WRITTEN TASK:
Reproduce the lines of the material from the line containing "the dirt road" through the line containing "0, 214, 330, 700", inclusive, substituting "whole numbers" for "integers" and leaving everything else unchanged.

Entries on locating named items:
------
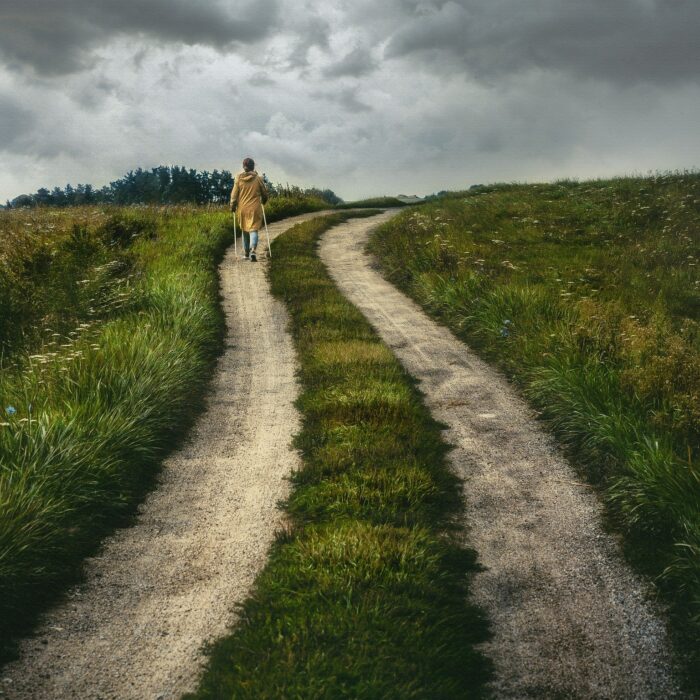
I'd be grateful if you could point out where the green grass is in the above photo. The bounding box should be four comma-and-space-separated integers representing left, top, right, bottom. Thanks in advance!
0, 198, 321, 657
191, 214, 488, 699
371, 173, 700, 682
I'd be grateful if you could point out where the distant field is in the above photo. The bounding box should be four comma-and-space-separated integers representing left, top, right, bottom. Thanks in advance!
0, 197, 326, 657
371, 173, 700, 676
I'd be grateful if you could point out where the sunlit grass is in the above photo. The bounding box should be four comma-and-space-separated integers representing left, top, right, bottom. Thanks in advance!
0, 198, 319, 653
371, 173, 700, 688
189, 215, 487, 698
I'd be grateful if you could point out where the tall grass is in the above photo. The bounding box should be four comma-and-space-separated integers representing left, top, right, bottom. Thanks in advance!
371, 173, 700, 688
187, 214, 487, 699
0, 198, 318, 655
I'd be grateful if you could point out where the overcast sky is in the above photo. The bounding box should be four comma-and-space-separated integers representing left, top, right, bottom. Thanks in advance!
0, 0, 700, 201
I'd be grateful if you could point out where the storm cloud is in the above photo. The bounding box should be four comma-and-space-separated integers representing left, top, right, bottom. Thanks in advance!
0, 0, 278, 75
386, 0, 700, 85
0, 0, 700, 198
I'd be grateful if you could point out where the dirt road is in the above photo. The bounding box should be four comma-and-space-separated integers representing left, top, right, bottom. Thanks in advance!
321, 213, 681, 700
0, 214, 330, 700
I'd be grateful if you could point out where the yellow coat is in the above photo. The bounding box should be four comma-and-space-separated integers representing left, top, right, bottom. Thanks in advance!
231, 171, 268, 231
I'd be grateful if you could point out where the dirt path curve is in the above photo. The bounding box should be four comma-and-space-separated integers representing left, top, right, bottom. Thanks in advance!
320, 212, 681, 700
0, 213, 334, 700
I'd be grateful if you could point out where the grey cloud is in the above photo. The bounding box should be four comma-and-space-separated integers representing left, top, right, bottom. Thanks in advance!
311, 88, 372, 114
323, 47, 377, 78
385, 0, 700, 84
0, 95, 36, 152
0, 0, 278, 75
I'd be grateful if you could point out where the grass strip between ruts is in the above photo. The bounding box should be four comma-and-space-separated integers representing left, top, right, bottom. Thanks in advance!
0, 198, 322, 660
188, 213, 489, 698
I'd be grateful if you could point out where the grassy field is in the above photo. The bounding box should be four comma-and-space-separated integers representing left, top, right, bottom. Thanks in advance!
191, 214, 488, 699
370, 173, 700, 680
0, 197, 324, 656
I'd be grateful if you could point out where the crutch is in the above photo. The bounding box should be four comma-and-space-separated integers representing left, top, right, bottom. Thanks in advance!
260, 197, 272, 258
233, 211, 243, 262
------
FINISHED TASK:
I'd be grateful if you could point out where the dirt road is in the above photo. The bounding box should be four comma-and-space-separated whole numbers representing left, top, right, bottom. Thanks in advance!
321, 213, 681, 700
0, 214, 330, 700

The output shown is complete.